::: Data listing :::
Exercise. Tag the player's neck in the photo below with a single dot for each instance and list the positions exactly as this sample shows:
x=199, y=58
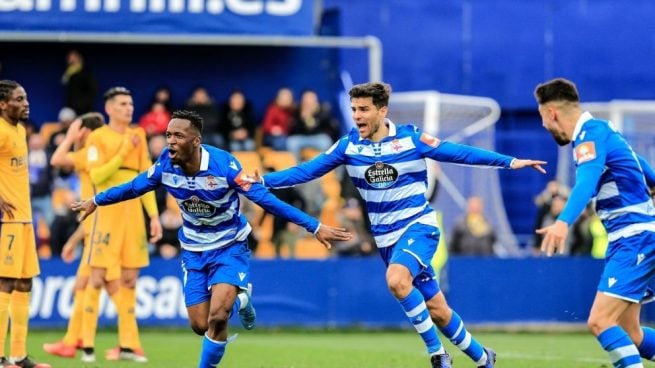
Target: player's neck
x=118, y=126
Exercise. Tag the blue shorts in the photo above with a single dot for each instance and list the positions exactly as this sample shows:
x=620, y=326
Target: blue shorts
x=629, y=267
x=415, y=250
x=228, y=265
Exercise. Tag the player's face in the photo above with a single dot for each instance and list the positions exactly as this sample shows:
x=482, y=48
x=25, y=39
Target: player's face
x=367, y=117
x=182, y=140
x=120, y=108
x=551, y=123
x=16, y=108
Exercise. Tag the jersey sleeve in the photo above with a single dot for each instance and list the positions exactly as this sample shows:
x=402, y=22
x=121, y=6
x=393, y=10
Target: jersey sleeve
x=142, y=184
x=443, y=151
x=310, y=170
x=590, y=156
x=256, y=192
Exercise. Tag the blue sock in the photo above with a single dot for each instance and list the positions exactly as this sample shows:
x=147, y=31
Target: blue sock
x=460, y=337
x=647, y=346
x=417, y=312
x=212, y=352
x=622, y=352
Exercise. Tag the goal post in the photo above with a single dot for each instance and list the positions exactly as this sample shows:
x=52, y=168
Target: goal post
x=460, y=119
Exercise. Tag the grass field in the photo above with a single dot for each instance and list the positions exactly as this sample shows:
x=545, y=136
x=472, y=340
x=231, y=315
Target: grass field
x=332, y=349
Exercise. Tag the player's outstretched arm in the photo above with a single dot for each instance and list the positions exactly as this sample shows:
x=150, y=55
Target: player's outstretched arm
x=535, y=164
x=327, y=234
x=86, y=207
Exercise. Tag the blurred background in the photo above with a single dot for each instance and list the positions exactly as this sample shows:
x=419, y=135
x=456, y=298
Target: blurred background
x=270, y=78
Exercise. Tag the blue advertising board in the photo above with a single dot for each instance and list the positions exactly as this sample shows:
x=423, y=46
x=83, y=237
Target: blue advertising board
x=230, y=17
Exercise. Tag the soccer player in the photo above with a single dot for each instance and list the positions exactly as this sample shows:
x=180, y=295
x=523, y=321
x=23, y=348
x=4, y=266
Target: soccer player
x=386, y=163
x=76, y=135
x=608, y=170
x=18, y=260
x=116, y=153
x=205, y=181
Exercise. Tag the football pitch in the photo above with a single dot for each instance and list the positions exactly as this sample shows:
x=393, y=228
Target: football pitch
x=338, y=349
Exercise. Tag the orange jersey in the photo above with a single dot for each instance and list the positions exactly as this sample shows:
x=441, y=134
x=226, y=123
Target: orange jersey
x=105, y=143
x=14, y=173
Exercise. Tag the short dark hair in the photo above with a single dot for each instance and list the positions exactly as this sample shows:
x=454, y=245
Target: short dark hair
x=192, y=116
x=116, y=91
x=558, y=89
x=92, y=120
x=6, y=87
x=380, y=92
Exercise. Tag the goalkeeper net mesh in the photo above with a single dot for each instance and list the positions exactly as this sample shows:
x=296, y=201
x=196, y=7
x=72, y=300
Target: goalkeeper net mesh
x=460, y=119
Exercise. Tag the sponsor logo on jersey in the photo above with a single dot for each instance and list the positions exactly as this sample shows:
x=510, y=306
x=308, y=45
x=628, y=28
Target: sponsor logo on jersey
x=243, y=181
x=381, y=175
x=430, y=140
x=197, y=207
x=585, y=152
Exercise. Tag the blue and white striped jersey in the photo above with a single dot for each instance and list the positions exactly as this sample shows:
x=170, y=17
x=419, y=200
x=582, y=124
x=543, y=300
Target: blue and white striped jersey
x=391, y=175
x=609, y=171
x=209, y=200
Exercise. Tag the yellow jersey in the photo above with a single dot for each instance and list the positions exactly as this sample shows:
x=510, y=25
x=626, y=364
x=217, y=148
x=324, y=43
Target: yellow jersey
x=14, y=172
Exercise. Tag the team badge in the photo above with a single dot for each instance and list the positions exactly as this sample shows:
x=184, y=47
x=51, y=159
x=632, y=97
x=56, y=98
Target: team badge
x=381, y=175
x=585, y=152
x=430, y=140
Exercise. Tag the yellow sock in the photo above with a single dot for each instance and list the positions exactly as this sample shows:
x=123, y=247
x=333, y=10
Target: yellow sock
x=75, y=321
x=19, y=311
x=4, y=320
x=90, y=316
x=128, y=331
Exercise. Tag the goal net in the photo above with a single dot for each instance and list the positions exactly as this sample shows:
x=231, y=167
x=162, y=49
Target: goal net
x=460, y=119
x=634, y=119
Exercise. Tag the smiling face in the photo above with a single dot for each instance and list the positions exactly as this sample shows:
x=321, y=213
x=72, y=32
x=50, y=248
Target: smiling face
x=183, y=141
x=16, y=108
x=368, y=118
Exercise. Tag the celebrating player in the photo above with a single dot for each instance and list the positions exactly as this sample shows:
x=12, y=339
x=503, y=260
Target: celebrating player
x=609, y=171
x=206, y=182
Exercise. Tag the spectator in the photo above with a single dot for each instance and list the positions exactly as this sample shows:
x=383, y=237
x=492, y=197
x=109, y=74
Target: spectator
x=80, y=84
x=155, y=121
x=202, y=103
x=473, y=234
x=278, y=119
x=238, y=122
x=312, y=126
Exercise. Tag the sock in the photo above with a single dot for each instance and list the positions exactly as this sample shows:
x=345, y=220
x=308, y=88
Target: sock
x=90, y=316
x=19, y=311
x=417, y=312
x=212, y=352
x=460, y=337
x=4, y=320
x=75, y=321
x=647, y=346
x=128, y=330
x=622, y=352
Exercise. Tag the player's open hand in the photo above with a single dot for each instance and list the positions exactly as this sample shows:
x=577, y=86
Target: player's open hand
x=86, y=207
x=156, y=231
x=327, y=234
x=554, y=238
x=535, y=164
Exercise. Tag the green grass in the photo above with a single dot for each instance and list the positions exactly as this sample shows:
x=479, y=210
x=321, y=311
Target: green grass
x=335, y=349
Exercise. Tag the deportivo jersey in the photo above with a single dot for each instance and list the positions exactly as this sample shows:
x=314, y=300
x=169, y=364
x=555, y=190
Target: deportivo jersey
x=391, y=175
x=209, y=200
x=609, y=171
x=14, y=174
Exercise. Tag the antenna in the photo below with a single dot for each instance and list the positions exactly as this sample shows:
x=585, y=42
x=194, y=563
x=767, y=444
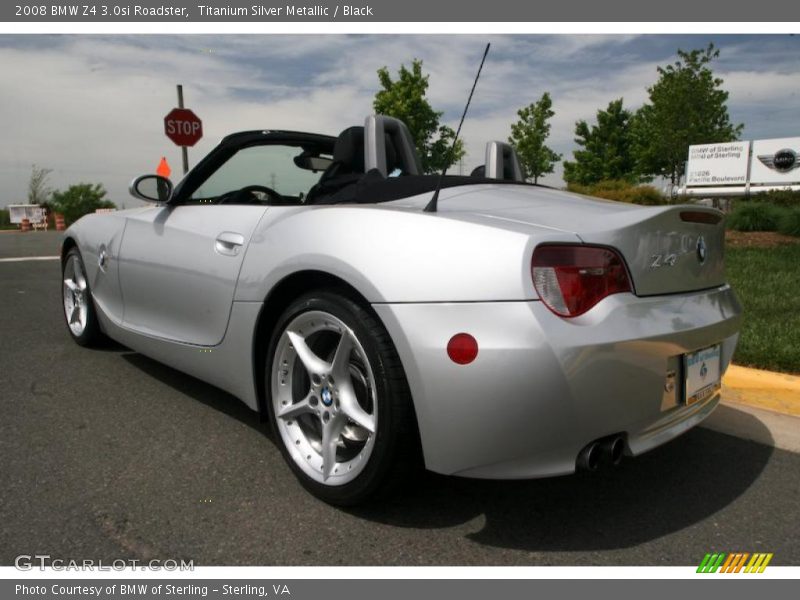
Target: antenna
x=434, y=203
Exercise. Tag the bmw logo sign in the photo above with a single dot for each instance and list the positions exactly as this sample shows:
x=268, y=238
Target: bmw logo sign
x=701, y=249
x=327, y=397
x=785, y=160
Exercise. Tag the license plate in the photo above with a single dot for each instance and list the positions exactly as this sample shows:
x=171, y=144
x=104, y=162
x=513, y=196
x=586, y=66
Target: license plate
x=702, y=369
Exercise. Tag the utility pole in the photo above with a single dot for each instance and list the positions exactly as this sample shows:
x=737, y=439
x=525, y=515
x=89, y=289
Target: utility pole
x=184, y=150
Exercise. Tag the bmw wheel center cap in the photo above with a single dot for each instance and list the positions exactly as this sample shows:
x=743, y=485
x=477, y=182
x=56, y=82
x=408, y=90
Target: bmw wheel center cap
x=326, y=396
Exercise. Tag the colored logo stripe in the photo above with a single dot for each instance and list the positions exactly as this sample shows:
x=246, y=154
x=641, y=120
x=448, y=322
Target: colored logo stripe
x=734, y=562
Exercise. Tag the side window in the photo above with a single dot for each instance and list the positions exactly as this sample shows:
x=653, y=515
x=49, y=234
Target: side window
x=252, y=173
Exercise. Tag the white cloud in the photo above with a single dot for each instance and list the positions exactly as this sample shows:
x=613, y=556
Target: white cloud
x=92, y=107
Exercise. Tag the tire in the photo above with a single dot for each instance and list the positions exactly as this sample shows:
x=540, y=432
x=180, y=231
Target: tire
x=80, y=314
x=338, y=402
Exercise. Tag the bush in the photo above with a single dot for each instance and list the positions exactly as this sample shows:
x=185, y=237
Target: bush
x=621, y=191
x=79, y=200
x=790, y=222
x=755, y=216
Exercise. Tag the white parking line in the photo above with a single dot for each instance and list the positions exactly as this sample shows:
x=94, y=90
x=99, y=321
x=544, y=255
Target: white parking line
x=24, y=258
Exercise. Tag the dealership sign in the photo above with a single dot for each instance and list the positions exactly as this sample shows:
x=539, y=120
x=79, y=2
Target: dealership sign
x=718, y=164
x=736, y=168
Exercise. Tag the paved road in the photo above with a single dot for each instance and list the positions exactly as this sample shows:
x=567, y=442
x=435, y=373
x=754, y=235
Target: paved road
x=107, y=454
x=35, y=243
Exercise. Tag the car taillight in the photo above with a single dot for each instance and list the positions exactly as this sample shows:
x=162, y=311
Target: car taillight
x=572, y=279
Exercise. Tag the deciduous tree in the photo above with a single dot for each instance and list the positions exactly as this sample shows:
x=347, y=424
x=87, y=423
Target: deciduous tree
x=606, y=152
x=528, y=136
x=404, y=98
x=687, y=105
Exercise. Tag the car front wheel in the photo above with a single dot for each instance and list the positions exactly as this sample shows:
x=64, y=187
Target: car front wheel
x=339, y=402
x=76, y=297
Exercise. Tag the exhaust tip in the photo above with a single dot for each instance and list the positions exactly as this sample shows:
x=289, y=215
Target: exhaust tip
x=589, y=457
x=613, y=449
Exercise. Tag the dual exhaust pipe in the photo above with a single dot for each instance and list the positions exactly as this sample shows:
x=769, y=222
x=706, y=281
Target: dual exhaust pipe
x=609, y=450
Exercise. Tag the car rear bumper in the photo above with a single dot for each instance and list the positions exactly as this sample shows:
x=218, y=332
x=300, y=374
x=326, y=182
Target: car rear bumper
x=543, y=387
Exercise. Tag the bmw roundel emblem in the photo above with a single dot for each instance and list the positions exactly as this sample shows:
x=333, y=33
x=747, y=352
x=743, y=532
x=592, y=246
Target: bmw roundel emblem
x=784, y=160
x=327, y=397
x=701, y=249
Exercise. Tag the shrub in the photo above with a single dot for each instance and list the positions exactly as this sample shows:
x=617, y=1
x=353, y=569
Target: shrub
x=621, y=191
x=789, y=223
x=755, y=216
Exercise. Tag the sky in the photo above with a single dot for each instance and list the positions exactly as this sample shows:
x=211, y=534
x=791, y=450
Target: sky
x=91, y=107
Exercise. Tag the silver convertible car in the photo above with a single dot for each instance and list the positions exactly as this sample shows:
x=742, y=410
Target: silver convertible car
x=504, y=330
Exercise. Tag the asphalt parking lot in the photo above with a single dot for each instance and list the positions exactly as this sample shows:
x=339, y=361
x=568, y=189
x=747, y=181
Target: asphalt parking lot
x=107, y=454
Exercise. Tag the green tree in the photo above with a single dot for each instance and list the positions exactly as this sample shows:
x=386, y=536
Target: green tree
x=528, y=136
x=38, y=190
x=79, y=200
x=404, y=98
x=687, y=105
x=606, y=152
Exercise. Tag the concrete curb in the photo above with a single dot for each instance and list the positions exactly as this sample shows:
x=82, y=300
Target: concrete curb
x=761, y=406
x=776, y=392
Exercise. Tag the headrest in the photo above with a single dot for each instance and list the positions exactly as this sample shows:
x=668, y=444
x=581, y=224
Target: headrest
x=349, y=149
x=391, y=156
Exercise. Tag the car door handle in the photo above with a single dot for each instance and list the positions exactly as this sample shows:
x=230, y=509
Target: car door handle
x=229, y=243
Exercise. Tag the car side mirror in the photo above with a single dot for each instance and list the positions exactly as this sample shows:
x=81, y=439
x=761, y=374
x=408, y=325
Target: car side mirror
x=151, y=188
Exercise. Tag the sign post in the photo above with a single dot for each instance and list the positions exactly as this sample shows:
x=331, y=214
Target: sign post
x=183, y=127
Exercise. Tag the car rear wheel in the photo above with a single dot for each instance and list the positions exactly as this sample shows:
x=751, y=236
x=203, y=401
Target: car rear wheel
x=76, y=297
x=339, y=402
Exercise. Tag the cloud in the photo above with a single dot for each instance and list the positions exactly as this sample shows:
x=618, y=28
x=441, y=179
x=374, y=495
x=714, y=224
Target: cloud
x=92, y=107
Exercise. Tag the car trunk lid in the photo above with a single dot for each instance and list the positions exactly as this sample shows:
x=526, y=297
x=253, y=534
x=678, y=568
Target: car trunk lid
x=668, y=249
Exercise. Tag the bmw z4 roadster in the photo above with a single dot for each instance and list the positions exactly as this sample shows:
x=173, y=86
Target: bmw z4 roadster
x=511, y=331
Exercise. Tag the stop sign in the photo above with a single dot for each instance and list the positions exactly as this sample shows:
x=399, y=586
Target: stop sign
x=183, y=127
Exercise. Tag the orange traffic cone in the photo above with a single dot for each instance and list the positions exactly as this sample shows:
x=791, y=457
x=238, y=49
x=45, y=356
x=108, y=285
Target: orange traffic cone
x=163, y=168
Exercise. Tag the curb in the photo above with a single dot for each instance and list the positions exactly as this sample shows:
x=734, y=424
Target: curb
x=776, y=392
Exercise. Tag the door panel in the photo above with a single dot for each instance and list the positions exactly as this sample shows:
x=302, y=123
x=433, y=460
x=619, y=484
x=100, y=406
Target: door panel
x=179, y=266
:::
• _Exercise_
Output as a JSON list of strings, one string per line with blank lines omitted, the lines above from the one containing "Exercise. Tag the grass" through the one containing "x=230, y=17", with both of those lines included.

• _Exercise result_
[
  "Exercise. Tag the grass field in the photo above with a single dot for each instance and list the positions exactly as this sample shows:",
  "x=545, y=136",
  "x=472, y=340",
  "x=231, y=315",
  "Target: grass field",
  "x=332, y=349",
  "Exercise. Tag the player's outstretched arm in the photo above with a single dot for each instance and list the positions exactly as this sample shows:",
  "x=150, y=55",
  "Target: player's outstretched arm",
  "x=535, y=164",
  "x=327, y=234",
  "x=86, y=207",
  "Exercise. Tag the blurred background in the photo above with a single dot for each instance and list the positions exactly as this sample shows:",
  "x=419, y=135",
  "x=456, y=298",
  "Target: blurred background",
  "x=270, y=78",
  "Exercise. Tag the blue advertising board in the photo above with a single dot for each instance and list the positions exactly as this sample shows:",
  "x=423, y=46",
  "x=83, y=237",
  "Target: blue advertising board",
  "x=230, y=17"
]